▶ [Extracted entries]
--
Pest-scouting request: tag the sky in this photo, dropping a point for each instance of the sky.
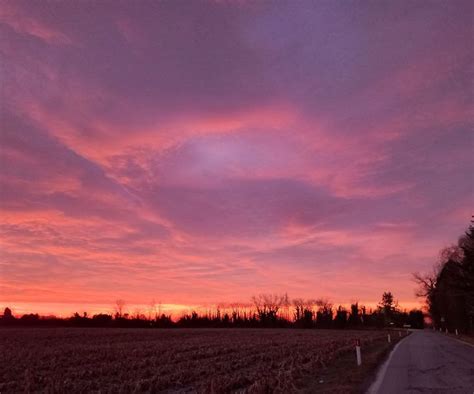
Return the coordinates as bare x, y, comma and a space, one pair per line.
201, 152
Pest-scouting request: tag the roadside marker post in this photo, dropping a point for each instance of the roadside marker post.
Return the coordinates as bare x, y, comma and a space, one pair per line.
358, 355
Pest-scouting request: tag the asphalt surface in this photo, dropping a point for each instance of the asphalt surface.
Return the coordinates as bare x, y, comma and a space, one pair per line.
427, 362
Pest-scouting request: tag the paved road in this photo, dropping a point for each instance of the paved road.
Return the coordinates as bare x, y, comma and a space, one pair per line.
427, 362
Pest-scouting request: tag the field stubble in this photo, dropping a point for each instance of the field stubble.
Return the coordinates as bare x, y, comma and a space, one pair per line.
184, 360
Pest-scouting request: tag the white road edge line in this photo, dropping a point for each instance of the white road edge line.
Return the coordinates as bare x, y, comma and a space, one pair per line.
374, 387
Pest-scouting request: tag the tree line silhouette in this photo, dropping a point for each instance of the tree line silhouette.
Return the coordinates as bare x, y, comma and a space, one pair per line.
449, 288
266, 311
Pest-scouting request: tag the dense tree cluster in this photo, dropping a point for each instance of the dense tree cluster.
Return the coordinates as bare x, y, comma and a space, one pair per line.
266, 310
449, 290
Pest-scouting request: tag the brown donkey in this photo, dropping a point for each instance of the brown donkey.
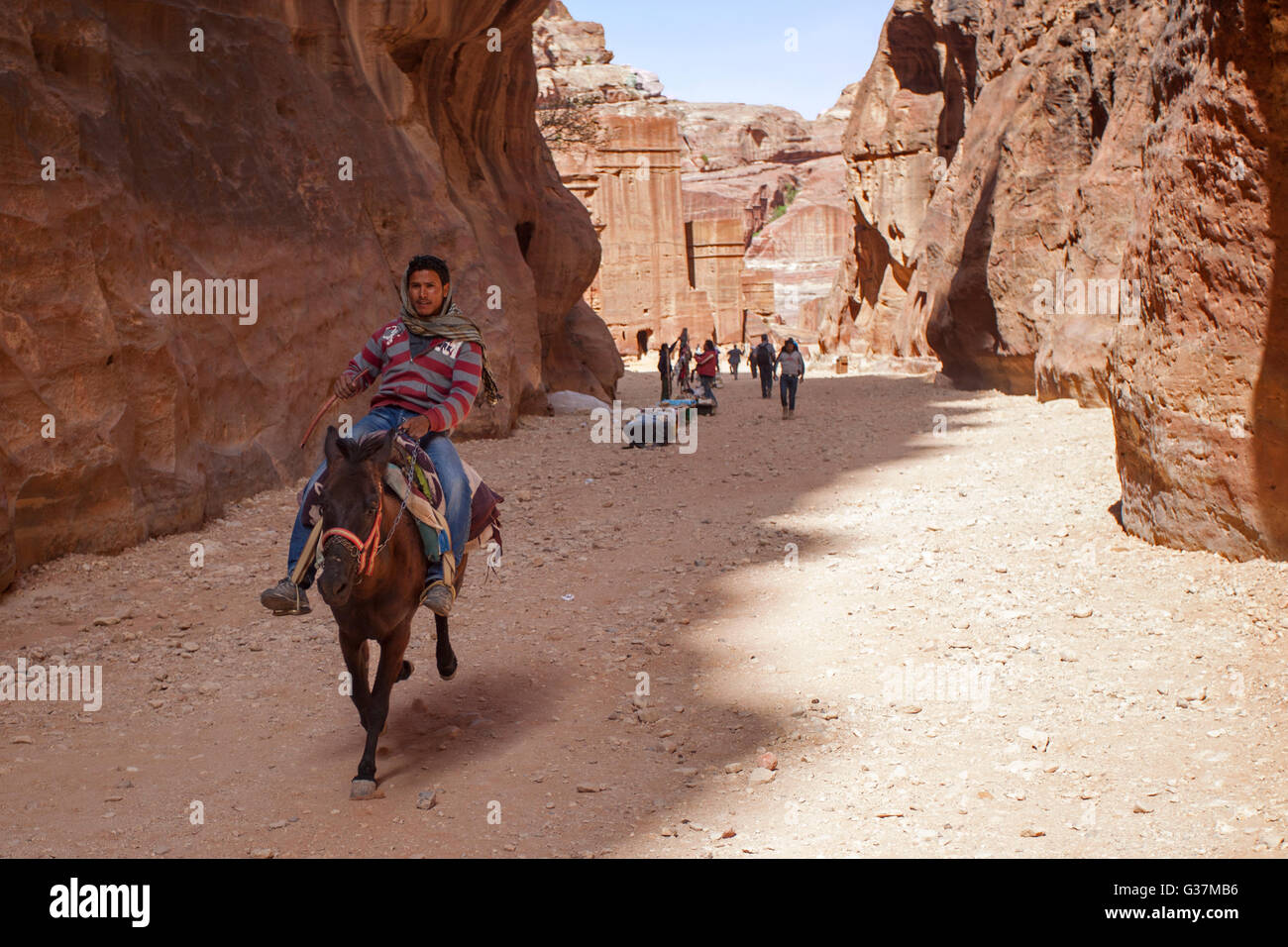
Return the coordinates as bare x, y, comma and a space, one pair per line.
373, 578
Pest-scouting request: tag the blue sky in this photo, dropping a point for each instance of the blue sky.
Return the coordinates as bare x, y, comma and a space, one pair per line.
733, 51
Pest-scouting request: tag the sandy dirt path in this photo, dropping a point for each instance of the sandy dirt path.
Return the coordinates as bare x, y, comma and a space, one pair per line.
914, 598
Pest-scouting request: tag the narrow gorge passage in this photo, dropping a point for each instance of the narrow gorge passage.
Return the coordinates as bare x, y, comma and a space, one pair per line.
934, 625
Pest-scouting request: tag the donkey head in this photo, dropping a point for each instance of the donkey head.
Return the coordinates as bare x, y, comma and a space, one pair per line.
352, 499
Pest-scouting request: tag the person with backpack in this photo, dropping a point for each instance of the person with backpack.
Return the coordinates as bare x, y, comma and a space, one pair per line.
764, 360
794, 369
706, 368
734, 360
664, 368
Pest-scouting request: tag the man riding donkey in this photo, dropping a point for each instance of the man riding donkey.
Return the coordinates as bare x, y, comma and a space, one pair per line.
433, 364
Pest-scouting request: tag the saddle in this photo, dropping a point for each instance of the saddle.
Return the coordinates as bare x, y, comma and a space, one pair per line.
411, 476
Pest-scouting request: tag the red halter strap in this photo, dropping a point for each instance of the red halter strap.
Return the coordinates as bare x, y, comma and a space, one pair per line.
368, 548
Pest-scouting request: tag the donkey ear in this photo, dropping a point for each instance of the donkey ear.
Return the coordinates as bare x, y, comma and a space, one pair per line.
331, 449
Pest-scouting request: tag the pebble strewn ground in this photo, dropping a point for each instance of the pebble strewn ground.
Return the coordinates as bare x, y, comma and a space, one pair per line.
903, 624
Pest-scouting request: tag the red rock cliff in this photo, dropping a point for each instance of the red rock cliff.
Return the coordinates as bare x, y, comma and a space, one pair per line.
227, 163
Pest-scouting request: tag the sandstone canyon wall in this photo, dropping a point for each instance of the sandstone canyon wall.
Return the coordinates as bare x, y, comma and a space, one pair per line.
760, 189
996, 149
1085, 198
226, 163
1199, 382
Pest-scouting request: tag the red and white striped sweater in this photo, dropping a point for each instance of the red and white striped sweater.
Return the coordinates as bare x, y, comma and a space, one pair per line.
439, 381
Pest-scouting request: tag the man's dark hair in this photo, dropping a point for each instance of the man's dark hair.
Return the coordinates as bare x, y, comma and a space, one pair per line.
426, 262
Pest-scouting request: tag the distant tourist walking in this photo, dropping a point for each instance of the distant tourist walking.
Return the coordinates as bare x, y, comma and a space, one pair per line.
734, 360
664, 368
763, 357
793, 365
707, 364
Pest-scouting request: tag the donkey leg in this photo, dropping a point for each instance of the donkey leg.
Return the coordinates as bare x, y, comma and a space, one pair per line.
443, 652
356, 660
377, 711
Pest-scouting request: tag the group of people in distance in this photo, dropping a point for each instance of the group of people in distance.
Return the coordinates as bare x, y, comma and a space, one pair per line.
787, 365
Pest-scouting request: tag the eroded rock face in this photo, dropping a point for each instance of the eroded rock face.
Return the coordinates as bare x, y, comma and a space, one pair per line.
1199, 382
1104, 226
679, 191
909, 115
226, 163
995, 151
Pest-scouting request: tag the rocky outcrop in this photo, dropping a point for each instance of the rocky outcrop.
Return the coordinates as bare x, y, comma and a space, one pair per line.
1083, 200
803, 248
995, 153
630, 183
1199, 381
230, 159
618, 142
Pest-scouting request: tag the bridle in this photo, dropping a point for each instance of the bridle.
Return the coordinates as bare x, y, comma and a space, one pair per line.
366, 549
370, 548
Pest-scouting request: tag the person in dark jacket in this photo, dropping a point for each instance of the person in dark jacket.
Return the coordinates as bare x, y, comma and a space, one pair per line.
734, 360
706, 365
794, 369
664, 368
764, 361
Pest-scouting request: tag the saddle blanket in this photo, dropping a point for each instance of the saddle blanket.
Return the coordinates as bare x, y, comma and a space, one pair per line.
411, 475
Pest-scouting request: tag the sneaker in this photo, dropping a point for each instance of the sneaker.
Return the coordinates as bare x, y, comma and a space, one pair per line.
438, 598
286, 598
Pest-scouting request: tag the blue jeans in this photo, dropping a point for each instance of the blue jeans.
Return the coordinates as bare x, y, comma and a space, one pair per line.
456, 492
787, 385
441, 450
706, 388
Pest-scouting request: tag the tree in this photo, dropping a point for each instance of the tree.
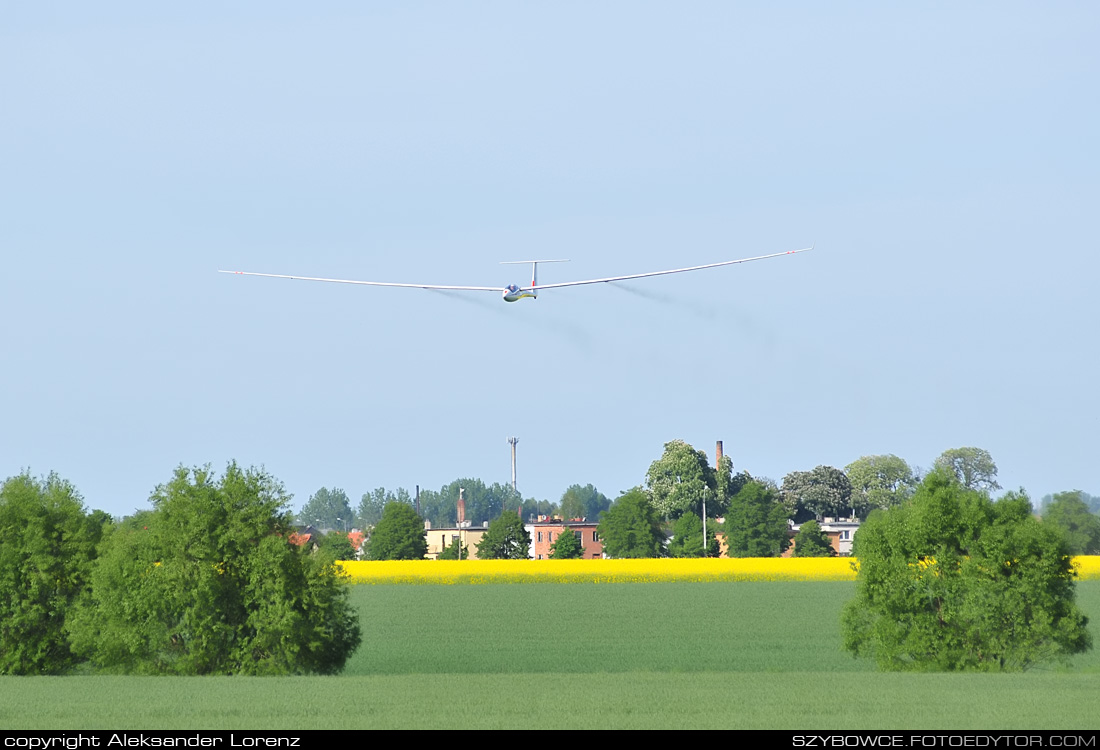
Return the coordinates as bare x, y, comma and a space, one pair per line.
--
▶ [Set exercise] Copy every row above word for word, leaving out the pictures.

▶ [Output for this exercise]
Pest-scouting request: tag the sky in this photo, dropping a point for each instance of the sky.
Return the coordinates as bare x, y, comma and a space, one pair per line.
201, 152
Pest-scouting request: tag the roadside marker post in this photo, dropping a point for each instance of the roadside marker post.
Return the coordinates as bare x, y, comma and a space, one pair per line.
358, 355
Pest-scouting request: tag the asphalt surface in this photo, dropping a point for each instance of the asphalt surface.
Return the coordinates as bare x, y, comma and a space, one pair per line.
427, 362
Pest-scouting request: tag the paved road in this photo, dropping a point for each instance of the paved road.
Return the coordinates as bare x, y, comma and a space, one pair per line.
427, 362
Pest-scouting request: tag the field stubble in this photo, dropping a point for each instance of the field stubble.
Return the coordinates as bare x, y, comma and a space, one pair per line.
184, 360
Pest-scouting request: tag the white road edge line in this photo, dropping a point for each instance of the white road edge line.
Return the coordinates as bare x, y, comma and a space, one pair per line.
374, 387
Pest-scouting request: tag the tree line silhouette in this photo, dropping a point for each instance of the tree line silhouette.
Return the coordinates as bare x, y, comma and a space, one pair per line.
449, 288
266, 311
Pest-scouting request: tag the dense tree cluster in this photo, dropping a point for each instance of the dense tree cluster.
Return the coordinates as bare x, y, comma and a space, one pair per line.
266, 310
449, 290
Pest-scouting request: tag the brown donkey in this photo, dropping a point for each instance of the brown donkey.
Return the coordinates as bare x, y, comma and a space, one pair per line.
373, 578
Pest-scouting request: tag the blue sky in this photo, dropping a point for each instance of the blue sky.
Return the coordinates as bare x, y, comma and a space, one pair per line.
733, 51
Pest-scouting request: tag the sandy dirt path in this photo, dropping a point for each instance of the sandy dirt path.
Return the coordinates as bare x, y, comma and a space, one pair per line.
914, 598
Pest-scouting request: tag the narrow gorge passage in this photo, dropping a point for each instance of the narrow gorge passage.
Return the coordinates as bare x, y, comma and a space, one pair per line.
934, 625
Pest-scouting request: tag the donkey head in this photo, dropping a point for each instance of the donkey head.
Return the coordinates as bare x, y, comma and a space, one pair per line.
352, 499
Pest-scouting request: tag the person with backpack in this photo, dropping a point for each instance of the person with backpack.
Return the coordinates as bare x, y, comma and a space, one pair per line.
764, 360
794, 369
706, 368
734, 360
664, 368
Pest-scouting request: tag the man riding donkey in this photo, dropping a point for each instance of the man riding donkey.
Return the coordinates as bare x, y, comma and a space, one pair per line.
433, 364
Pest-scouting request: tag the saddle in this photo, dropping a point for each instance of the saddle.
Return the coordinates as bare x, y, comma and a space, one pair per line.
411, 476
Pest-scouting request: tag the red halter strap in this photo, dropping a point for each instance of the red halter strap.
Return the coordinates as bare x, y, comma and a space, one pair per line.
368, 548
Pest-scouting request: tag the donkey ear in this photo, dropping a point for each instance of the donkey ear.
Return the coordinates as bare x, y, comma and a space, one pair per line.
331, 449
Pest-scouting request: tag the pebble strewn ground in this photo, dropping a point for each instance of the pebble strewn ground.
Return the coordinates as bare x, y, comma and a space, one pair per line.
903, 624
Pest-scouting request: tag the red rock cliff in this photo, dropping a point for each instance of the red rock cliff.
Return the coordinates as bare x, y, comma and a space, one pair per line.
227, 163
Pest-scouting request: tag the sandstone canyon wall in this photo, dropping a point for each instance of the sandstone canyon wall.
Return the coordinates as bare x, y, comma and a space, one pair per line.
760, 189
996, 149
1085, 198
226, 163
1199, 382
Pest-scouting request: tag the red and white striped sweater in this photo, dropping a point for each instance of the red and white striped sweater.
Return the coordinates as bare x, y, comma and a space, one pair per line.
439, 381
Pest-scouting request: tag the man's dark hair in this photo, dropping a point for each instance of the man's dark hair.
Return the coordinates as bare x, y, comma and a space, one pair per line.
426, 262
Pest-scouting request: tag the distant tourist walking in this photo, dropping a point for each instance of the distant tourist walking.
Return the coordinates as bare x, y, comma and a space, one pair per line.
734, 360
664, 368
763, 357
793, 365
707, 364
Pest-scouting request: tag the donkey leg in this photo, dropping a point for each instance of the donkey leg.
Return the coordinates as bare x, y, comma and a space, one pair per line.
443, 652
356, 660
377, 711
Pest-scouting request: tag the group of people in distance in this photo, dropping a point for each instance of the group of people in distance.
Return the coordinates as bare x, y, comma and a space, one pair per line.
787, 365
Pest-scouting request: tag the eroded rock face in this photo, dropping a point for each instance of the eroded rock face.
Return the coordinates as bare x, y, comma and a space, one pair per line.
1199, 382
1104, 226
679, 191
909, 115
226, 163
995, 151
Pest-scouting request: tag the rocky outcrop in this photo, dropping a point for each instance of the rocky outcrop.
Return the coordinates as bare x, y, comma and a space, one pair per line.
1083, 200
803, 248
995, 153
630, 183
1199, 381
230, 159
618, 142
Pest-scouting request: tag the bridle in this photo, dropping a point for each instance of the bridle.
Return the coordinates as bare x, y, comma and a space, one pair per line.
366, 549
370, 548
Pest-scouting request: tag the person in dark jacket in this photo, dropping a point for each instance of the person in dark jacket.
Return the coordinates as bare x, y, comma and a space, one pair per line.
734, 360
706, 365
794, 369
664, 368
764, 361
Pest-scouting request: tag the saddle blanket in this photo, dropping a point for each instance of the saddle blanket.
Return the coordinates as bare x, y, comma and a space, one pair per line.
411, 475
Pest-scouting request: tag the sneaker in this photo, dropping a point for each instance of the sneaker.
Return the coordinates as bare x, y, comma and a space, one pair per line.
438, 598
286, 598
Pest-scouting request: tag the blue jeans in this photo, dropping a point for each instance of the blue jeans.
Return the coordinates as bare x, y, comma and a space, one pair per line.
456, 492
787, 385
441, 450
706, 388
Pest-scouting request: tag the tree in this photo, dropping a point for each instance of the tree.
Return the coordinates as bare x, y, comma and a space, one pair per line.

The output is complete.